▶ **SOURCE**
============================================================

Ducati produced a celebratory, ultra-sleek Pikes Peak edition of the Multi back in 2011. And we’ve been treated to an updated model for 2016, which uses the 2015 Multistrada 1200S as a donor bike. It comes complete with carbon-fibre goodies, fresh racing livery, Termignoni silencer, new three-spoke wheels, new DVT engine and most importantly, it swaps the semi-active Skyhook suspension for fully adjustable conventional Öhlins.

The Multistrada is billed as a versatile machine, its very name translated is ‘Many Roads’, hinting at how it can tackle everything. And now with exquisite, top-spec Öhlins and carbon trinkets, the Pikes Peak edition promises to be the sportiest Multi in the range, too, all in honour of the USA’s toughest test. So it makes sense to put it through our own, gruelling UK test on British roads.

Our band of MCN test riders spent a week with the Peak, putting it through its paces on track, attacking the UK’s biggest hill climb, camping on a Peak District adventure and enduring a dirty commute, covering more miles in a week than most Pikes Peak models do in a year. Have that, America.  

Commute: Windsor to Peterborough

My mind wanders. I’ve been on a continuous stretch of grey road for a hundred miles, sharing it with car drivers battling tiredness on their boring traffic-heavy commute. I can’t stand it any longer, my mind peels away, and my front wheel follows. I miss the exit for work. I miss the next four, too.

Flat tarmac crumbles into gravel, then stone and finally mud before I realise I’m at the foot of a long trail. I whip out the rubber pegs and flick this bad boy into ‘Enduro’ mode. As I stand on the pegs it’s like my helmet is filled with a sudden rush of cold air blended with caffeine.

The Scorpion Trail rear tyre flicks left and right, spinning up when mud tickles the tread, traction control and ABS are nowhere to be seen. Instead, it slithers purposefully like a snake chasing a baby iguana. Enduro mode knocks 60bhp off, calming it down ever so slightly. Its torquey and tractable power delivery and finely honed Öhlins make it a blast.

I reach the end of my fourth trail, hot and sweating, take a rest and catch a glimpse of the clock. I’m pretty late, but… just one more!

============================================================

▶ **MATERIAL SHOWN**
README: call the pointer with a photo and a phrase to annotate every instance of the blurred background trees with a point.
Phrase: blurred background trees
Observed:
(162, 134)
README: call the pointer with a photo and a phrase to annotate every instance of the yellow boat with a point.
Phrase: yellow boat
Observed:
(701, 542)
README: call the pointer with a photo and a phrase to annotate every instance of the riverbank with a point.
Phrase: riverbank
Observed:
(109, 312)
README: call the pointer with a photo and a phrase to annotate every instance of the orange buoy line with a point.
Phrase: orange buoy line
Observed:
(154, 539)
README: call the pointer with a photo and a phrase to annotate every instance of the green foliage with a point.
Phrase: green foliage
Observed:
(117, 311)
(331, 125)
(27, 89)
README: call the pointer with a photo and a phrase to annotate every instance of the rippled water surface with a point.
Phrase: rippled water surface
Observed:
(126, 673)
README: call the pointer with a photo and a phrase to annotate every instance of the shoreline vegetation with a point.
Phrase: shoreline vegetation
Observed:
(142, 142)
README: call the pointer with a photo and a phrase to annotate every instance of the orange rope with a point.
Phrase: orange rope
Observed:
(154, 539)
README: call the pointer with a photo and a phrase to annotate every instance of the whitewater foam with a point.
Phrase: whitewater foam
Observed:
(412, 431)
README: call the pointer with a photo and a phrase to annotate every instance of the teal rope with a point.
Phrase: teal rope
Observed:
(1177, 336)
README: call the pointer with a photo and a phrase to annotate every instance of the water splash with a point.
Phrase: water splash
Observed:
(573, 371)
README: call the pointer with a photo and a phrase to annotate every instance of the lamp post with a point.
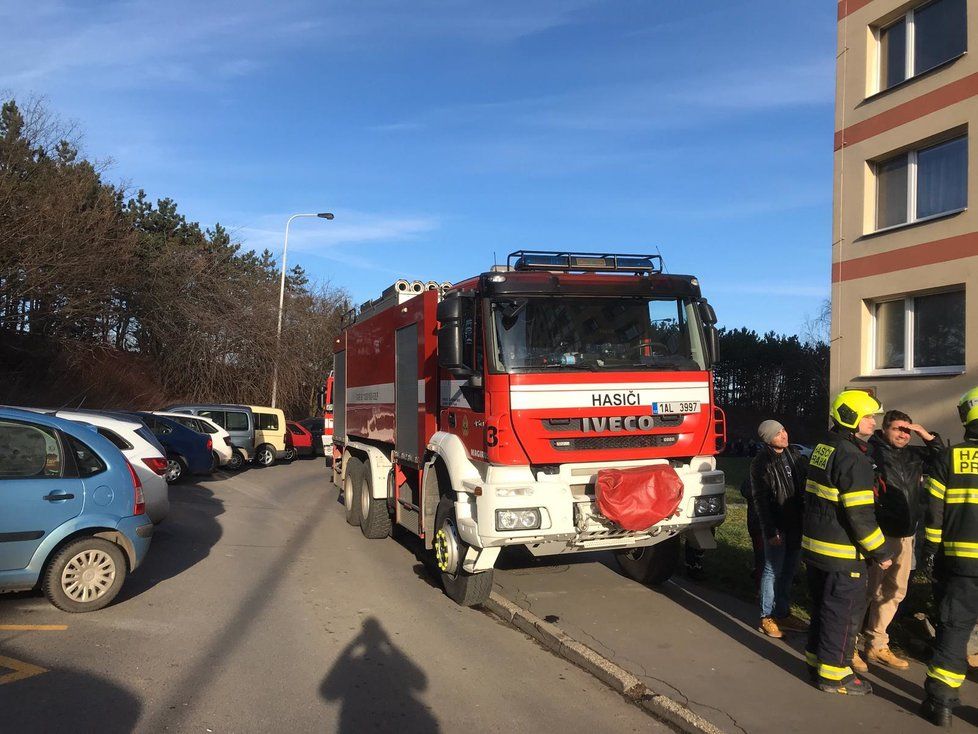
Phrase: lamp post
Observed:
(281, 298)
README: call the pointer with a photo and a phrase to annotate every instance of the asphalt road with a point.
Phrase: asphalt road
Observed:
(259, 609)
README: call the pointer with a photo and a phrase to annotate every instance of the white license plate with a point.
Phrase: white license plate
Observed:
(675, 408)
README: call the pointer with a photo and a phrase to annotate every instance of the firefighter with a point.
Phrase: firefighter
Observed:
(951, 553)
(840, 538)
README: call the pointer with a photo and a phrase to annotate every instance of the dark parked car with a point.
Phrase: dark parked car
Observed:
(187, 452)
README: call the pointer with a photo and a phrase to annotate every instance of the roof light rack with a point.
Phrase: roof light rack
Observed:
(591, 262)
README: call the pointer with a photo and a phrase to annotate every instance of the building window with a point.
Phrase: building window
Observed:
(923, 183)
(919, 334)
(924, 38)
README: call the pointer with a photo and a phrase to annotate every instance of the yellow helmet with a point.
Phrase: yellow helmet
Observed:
(968, 406)
(851, 406)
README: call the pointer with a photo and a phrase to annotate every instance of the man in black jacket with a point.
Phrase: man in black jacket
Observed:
(777, 487)
(898, 510)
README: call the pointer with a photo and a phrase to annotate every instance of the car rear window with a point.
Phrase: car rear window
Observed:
(266, 421)
(29, 451)
(148, 437)
(118, 441)
(88, 462)
(237, 421)
(215, 415)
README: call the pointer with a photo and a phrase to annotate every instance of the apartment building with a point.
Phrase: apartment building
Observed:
(905, 206)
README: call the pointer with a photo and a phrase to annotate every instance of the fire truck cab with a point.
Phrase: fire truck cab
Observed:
(480, 415)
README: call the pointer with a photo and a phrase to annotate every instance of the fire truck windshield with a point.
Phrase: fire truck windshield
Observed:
(596, 334)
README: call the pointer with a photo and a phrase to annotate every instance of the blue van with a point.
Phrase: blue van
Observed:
(72, 514)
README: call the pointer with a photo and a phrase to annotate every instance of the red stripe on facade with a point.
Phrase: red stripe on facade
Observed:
(928, 253)
(847, 7)
(946, 96)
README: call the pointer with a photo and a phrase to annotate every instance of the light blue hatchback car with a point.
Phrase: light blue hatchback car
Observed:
(72, 516)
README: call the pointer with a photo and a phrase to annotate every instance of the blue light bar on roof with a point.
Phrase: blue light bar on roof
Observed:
(584, 262)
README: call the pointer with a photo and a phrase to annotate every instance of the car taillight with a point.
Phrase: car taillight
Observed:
(138, 500)
(157, 464)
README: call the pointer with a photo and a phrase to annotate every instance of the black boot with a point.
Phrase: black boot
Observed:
(936, 713)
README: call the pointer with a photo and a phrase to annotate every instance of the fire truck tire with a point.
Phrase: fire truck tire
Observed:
(351, 489)
(375, 520)
(653, 564)
(465, 589)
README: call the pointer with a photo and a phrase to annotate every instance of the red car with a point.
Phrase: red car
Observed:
(301, 442)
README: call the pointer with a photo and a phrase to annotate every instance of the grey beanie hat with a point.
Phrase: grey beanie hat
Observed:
(768, 430)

============================================================

▶ **TASK REQUIREMENTS**
**1.** From the Pikes Peak review, extract the passage from "Flat tarmac crumbles" up to and including "it a blast.".
**2.** According to the Pikes Peak review, what does the name Multistrada translate to?

▶ **THE SOLUTIONS**
**1.**
Flat tarmac crumbles into gravel, then stone and finally mud before I realise I’m at the foot of a long trail. I whip out the rubber pegs and flick this bad boy into ‘Enduro’ mode. As I stand on the pegs it’s like my helmet is filled with a sudden rush of cold air blended with caffeine.

The Scorpion Trail rear tyre flicks left and right, spinning up when mud tickles the tread, traction control and ABS are nowhere to be seen. Instead, it slithers purposefully like a snake chasing a baby iguana. Enduro mode knocks 60bhp off, calming it down ever so slightly. Its torquey and tractable power delivery and finely honed Öhlins make it a blast.

**2.** Many Roads